■ **The task**: Take the line containing "Phrase -- puffy cloud lobe" and every line after it in the data below, and print them exactly as given, with nothing else.

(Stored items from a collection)
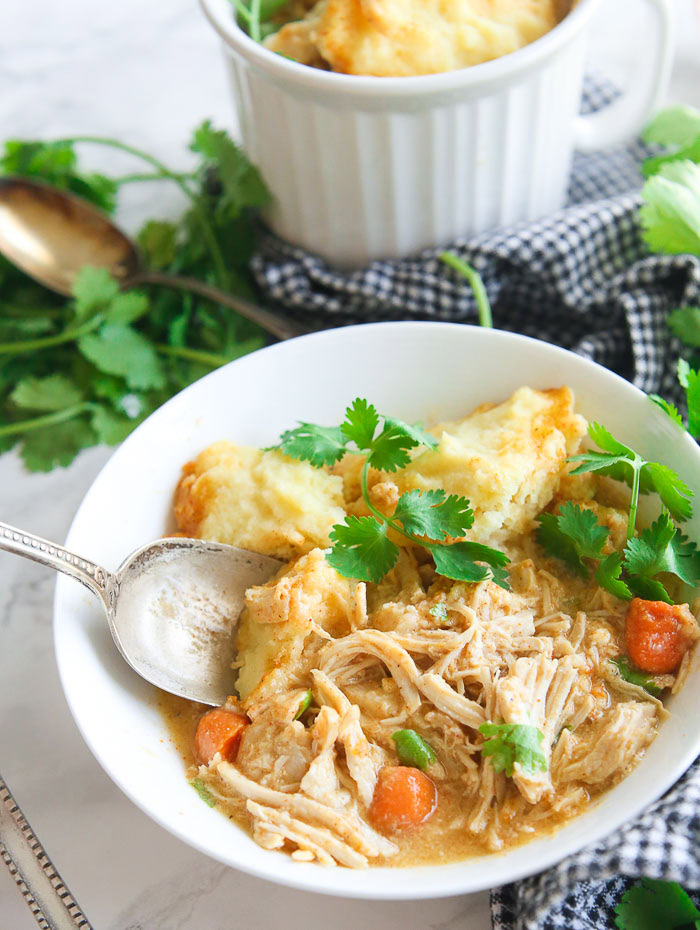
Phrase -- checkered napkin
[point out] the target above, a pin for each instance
(583, 279)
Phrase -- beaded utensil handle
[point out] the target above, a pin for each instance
(51, 903)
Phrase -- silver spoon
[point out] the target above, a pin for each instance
(172, 606)
(51, 234)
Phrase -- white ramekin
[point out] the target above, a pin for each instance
(372, 167)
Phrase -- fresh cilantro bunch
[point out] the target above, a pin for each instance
(86, 370)
(508, 743)
(670, 217)
(575, 536)
(361, 546)
(656, 905)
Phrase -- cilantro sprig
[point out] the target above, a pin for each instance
(656, 905)
(620, 461)
(670, 219)
(575, 536)
(255, 16)
(361, 547)
(508, 743)
(85, 370)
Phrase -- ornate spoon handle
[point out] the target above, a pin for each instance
(51, 903)
(52, 555)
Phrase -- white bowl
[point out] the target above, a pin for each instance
(425, 371)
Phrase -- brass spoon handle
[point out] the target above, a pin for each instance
(276, 324)
(50, 901)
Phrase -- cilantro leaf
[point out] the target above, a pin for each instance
(391, 447)
(690, 152)
(120, 350)
(649, 589)
(693, 399)
(94, 290)
(413, 750)
(158, 240)
(319, 445)
(511, 743)
(685, 323)
(655, 905)
(634, 676)
(663, 548)
(54, 392)
(306, 702)
(127, 308)
(433, 514)
(415, 430)
(439, 611)
(572, 535)
(44, 449)
(670, 214)
(677, 125)
(109, 427)
(361, 422)
(608, 575)
(670, 409)
(623, 463)
(56, 163)
(361, 549)
(204, 793)
(672, 490)
(241, 183)
(459, 562)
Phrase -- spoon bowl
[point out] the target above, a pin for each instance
(52, 235)
(172, 606)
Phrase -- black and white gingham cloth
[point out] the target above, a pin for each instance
(583, 279)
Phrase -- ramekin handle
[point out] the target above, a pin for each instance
(622, 119)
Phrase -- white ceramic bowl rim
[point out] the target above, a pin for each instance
(221, 15)
(97, 682)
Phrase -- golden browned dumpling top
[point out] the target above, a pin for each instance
(412, 37)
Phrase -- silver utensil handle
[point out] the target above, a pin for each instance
(50, 554)
(48, 898)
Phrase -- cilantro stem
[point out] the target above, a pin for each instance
(176, 178)
(242, 10)
(49, 419)
(15, 310)
(477, 285)
(155, 176)
(634, 500)
(255, 20)
(193, 355)
(36, 345)
(383, 517)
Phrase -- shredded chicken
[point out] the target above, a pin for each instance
(423, 653)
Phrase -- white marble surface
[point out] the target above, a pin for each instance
(147, 73)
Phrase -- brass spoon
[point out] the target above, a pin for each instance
(51, 234)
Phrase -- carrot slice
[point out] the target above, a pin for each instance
(658, 634)
(219, 730)
(403, 798)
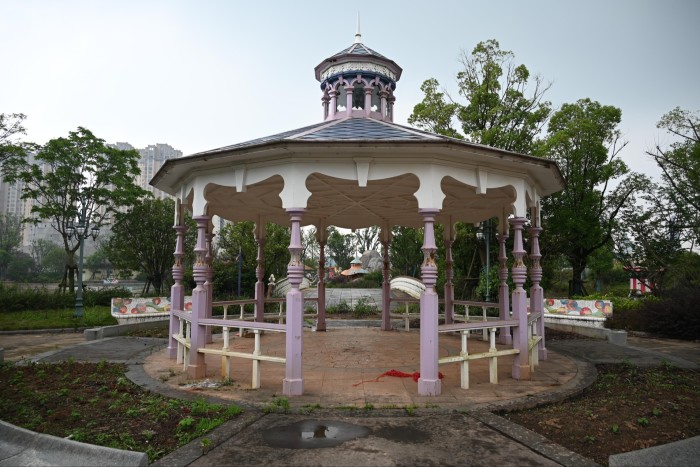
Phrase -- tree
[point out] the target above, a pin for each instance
(340, 247)
(367, 239)
(74, 173)
(311, 248)
(239, 238)
(98, 261)
(584, 140)
(10, 240)
(500, 110)
(434, 113)
(49, 260)
(680, 166)
(143, 240)
(10, 128)
(234, 240)
(405, 251)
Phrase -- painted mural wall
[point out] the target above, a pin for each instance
(122, 307)
(570, 307)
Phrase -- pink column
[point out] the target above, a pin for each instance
(293, 384)
(503, 291)
(386, 286)
(383, 94)
(196, 367)
(260, 273)
(177, 293)
(521, 366)
(536, 293)
(334, 103)
(348, 100)
(429, 381)
(209, 284)
(449, 275)
(368, 100)
(321, 287)
(324, 102)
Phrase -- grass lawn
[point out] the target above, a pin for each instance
(52, 319)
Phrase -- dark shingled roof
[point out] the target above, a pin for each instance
(358, 129)
(359, 48)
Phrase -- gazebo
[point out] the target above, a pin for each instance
(357, 169)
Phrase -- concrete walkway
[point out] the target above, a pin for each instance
(456, 428)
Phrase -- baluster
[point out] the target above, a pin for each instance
(493, 361)
(256, 362)
(465, 363)
(226, 359)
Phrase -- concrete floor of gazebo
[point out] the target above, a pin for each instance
(341, 367)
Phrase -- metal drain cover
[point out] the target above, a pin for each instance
(312, 434)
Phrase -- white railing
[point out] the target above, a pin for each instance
(184, 344)
(465, 357)
(468, 317)
(465, 317)
(280, 314)
(533, 339)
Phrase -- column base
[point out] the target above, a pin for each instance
(429, 387)
(293, 387)
(196, 371)
(521, 372)
(505, 338)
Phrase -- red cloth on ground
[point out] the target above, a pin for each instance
(396, 374)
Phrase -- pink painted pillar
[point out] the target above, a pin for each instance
(196, 367)
(429, 383)
(348, 100)
(209, 284)
(260, 273)
(386, 285)
(333, 107)
(324, 102)
(536, 293)
(321, 287)
(521, 365)
(293, 384)
(177, 292)
(368, 100)
(383, 94)
(449, 275)
(505, 337)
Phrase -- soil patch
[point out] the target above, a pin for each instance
(626, 409)
(95, 403)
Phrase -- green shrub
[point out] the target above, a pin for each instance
(676, 316)
(341, 307)
(14, 298)
(363, 308)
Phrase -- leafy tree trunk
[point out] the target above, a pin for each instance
(576, 286)
(158, 284)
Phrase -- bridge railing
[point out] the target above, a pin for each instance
(465, 357)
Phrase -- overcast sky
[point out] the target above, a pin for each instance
(204, 74)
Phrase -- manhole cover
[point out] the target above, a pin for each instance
(311, 434)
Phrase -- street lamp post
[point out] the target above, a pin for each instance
(484, 233)
(81, 232)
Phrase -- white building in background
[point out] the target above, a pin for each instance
(11, 202)
(152, 158)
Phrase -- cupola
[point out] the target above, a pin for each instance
(358, 82)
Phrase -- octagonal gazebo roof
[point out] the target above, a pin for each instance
(357, 168)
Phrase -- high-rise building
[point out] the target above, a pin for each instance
(11, 202)
(152, 158)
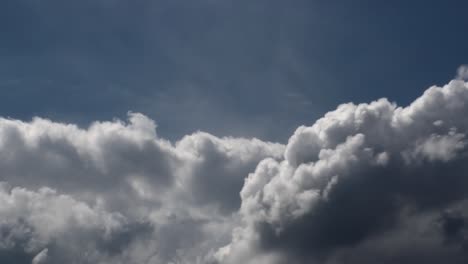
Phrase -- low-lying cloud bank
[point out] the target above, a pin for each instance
(368, 183)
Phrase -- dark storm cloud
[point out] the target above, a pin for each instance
(366, 183)
(360, 174)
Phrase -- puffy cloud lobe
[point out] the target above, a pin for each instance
(355, 180)
(117, 193)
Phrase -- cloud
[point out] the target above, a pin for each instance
(117, 193)
(366, 183)
(352, 186)
(462, 72)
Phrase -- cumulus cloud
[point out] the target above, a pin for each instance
(367, 183)
(353, 186)
(117, 193)
(462, 72)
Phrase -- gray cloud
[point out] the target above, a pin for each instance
(366, 183)
(117, 193)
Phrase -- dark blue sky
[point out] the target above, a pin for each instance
(243, 68)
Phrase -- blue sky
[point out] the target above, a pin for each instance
(126, 131)
(242, 68)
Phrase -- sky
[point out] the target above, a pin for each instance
(243, 68)
(227, 132)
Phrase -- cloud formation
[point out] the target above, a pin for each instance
(116, 192)
(367, 183)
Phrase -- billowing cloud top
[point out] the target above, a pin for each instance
(367, 183)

■ **Task result**:
Phrase -- puffy cloud lobe
[point out] the target above, a pin for each instance
(355, 180)
(117, 193)
Phrase -- cloud
[point out] the target above, a pin for each instance
(117, 193)
(366, 183)
(352, 186)
(462, 72)
Phrase -- cumulus cloud
[point out] the target above, a pin for each instance
(367, 183)
(353, 186)
(117, 193)
(462, 72)
Phrase -- gray cloud
[point out] the target above, a pin for each instance
(366, 183)
(117, 193)
Phrase -- dark blue sky
[point out] the target above, a pin for each instance
(243, 68)
Phrase -- blue sky
[point out] the target above, a pin for each instance
(126, 131)
(242, 68)
Phrase -- sky
[point out] the target above, a pin for each instance
(243, 68)
(227, 132)
Phrase -- cloud formation
[point out] the target above, a pin for each instance
(116, 192)
(367, 183)
Phrase -- billowing cloud top
[point out] the target above, a pin for each instance
(367, 183)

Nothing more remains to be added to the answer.